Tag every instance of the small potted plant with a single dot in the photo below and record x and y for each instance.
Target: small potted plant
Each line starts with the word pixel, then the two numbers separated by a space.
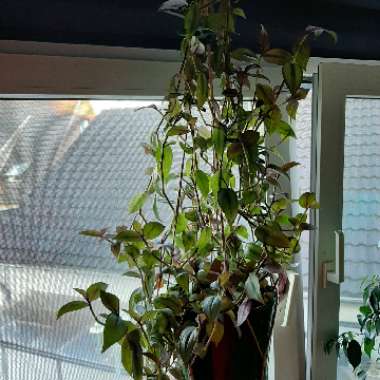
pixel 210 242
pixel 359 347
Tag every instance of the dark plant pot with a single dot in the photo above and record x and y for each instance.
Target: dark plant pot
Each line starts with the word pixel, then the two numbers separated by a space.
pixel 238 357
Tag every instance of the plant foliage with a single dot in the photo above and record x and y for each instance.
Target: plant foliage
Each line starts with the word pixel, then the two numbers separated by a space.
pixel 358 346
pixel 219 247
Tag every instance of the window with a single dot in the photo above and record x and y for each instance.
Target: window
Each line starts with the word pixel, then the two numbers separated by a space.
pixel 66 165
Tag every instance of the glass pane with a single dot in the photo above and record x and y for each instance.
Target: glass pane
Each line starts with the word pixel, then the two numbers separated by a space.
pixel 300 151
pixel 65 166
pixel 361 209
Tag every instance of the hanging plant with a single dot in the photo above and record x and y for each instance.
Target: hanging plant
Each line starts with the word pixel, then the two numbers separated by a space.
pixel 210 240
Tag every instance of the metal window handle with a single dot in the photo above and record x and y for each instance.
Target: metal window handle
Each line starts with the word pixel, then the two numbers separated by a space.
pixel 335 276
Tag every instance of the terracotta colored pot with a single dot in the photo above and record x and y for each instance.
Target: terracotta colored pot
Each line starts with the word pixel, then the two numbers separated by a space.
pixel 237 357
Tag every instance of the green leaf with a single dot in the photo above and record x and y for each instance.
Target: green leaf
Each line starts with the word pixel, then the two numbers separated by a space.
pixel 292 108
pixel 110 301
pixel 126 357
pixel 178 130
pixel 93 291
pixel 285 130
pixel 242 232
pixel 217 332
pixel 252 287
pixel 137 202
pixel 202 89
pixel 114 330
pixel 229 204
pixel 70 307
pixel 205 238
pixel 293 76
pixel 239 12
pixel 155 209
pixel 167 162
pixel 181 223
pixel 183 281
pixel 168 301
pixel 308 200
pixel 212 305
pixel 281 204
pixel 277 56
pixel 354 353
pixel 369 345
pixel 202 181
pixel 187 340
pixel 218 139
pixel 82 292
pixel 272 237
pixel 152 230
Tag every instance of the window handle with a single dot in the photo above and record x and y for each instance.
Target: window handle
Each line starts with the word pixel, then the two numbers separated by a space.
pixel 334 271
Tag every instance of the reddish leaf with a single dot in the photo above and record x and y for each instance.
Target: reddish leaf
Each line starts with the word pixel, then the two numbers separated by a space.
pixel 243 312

• • • •

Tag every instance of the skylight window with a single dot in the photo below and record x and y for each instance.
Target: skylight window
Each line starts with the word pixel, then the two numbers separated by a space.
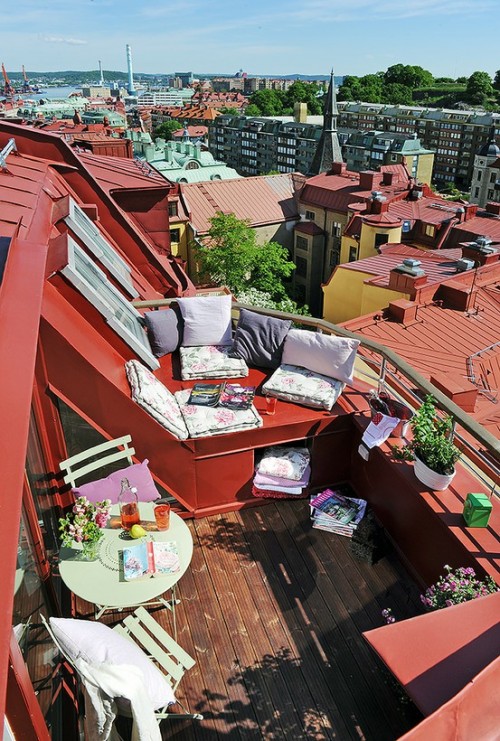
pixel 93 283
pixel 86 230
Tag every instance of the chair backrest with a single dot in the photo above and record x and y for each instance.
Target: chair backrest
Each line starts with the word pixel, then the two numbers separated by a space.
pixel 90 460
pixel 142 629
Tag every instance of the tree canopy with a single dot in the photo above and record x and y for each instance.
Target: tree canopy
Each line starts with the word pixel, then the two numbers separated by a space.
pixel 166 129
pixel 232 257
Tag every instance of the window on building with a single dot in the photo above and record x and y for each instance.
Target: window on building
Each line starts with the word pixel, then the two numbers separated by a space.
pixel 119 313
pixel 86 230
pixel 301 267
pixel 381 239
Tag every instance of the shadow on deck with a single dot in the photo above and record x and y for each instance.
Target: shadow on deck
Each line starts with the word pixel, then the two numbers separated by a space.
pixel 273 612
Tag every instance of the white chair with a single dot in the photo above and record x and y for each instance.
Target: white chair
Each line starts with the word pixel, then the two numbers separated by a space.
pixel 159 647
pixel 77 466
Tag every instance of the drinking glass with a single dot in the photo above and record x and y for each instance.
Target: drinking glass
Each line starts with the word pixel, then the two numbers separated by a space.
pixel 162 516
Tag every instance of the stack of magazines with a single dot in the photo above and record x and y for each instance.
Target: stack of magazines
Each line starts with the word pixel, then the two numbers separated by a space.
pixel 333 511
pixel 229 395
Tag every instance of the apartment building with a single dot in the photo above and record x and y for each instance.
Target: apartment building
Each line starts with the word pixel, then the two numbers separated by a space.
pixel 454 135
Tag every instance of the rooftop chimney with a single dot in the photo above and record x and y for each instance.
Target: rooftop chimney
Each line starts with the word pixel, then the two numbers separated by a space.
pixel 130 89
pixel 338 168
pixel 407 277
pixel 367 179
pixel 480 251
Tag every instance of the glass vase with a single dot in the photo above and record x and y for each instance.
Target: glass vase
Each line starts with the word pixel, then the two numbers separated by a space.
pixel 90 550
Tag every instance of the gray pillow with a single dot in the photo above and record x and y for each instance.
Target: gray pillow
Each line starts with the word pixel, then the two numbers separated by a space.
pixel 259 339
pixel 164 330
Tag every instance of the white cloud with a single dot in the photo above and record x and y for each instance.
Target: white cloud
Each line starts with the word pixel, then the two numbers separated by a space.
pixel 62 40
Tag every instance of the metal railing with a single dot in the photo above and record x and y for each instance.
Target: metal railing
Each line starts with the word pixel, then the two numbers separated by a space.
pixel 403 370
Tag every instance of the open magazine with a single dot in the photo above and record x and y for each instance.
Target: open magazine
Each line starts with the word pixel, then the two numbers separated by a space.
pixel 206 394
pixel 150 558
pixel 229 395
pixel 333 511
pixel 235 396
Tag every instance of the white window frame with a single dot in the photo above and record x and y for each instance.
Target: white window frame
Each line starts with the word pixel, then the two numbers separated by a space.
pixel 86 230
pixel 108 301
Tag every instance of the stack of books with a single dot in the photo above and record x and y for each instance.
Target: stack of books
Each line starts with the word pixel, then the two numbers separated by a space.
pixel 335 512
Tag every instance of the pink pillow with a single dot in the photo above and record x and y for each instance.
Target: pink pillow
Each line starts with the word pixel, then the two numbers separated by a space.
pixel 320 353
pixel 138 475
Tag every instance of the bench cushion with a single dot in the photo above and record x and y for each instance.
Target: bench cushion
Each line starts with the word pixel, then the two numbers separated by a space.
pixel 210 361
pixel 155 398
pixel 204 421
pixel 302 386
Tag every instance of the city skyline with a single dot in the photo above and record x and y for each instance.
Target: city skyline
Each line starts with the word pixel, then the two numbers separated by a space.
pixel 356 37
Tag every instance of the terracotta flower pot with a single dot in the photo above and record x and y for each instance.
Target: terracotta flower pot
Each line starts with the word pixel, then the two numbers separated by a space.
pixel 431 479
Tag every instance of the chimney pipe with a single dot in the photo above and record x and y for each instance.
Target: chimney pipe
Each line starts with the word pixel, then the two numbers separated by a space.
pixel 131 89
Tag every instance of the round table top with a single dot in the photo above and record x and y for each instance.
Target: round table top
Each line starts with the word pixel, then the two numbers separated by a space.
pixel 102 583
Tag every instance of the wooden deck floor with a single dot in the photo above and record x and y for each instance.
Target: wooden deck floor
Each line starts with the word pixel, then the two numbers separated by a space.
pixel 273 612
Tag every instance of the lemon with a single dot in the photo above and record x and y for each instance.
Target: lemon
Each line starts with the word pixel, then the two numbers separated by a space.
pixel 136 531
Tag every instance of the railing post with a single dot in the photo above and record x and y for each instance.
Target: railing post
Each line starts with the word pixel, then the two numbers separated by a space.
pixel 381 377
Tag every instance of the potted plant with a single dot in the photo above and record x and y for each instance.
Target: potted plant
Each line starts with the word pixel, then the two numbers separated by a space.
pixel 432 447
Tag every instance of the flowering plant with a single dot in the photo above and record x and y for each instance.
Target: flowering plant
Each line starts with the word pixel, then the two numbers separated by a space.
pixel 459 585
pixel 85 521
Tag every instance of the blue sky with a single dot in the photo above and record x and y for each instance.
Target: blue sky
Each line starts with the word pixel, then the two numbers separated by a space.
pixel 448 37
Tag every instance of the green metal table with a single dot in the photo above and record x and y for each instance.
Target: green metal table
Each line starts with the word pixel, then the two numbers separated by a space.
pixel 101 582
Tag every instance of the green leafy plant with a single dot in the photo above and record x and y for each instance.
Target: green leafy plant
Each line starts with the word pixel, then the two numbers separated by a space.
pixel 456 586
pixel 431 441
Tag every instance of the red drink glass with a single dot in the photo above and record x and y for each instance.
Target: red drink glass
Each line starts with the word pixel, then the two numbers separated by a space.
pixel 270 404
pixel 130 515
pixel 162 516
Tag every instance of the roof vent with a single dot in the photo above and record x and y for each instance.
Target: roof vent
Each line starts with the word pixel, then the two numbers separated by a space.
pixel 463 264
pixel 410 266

• • • •

→ **PROMPT**
Starting with the line with "Tag every instance of the gray" and going on through the line with "pixel 108 301", write out the data again with "magazine" switched to "newspaper" and everything else unchanged.

→ **OUTPUT OF THE TASK**
Tag every instance of the gray pillow with a single dot in the photo above and record x and y for each instance.
Target: gray pillow
Each line starts with the word pixel, then the two numbers separated by a space.
pixel 259 339
pixel 164 330
Tag every instance of the white cloud with a single dot in the photo above and record x and y for each instance.
Target: white cloud
Each line starts with the word pixel, then the two numbers separated by a space.
pixel 62 40
Tag every instance of the metal railing with a single dot in the photo above and record x and y for each instance.
Target: metal railing
Each line starts with the word pixel, then the two numbers separated by a space.
pixel 403 370
Tag every instance of the open newspaper with a single dot in the photo above and record x and y for each instance.
Target: open newspaper
Each line starts with the word pixel, then the two numbers separated by a space.
pixel 206 394
pixel 150 558
pixel 229 395
pixel 333 511
pixel 235 396
Tag every instance of the white window frame with a single dot in the photo above and record x and y for each instance.
Target: white window frame
Each line starts with the word pixel, then the two numbers separated by a space.
pixel 86 230
pixel 108 301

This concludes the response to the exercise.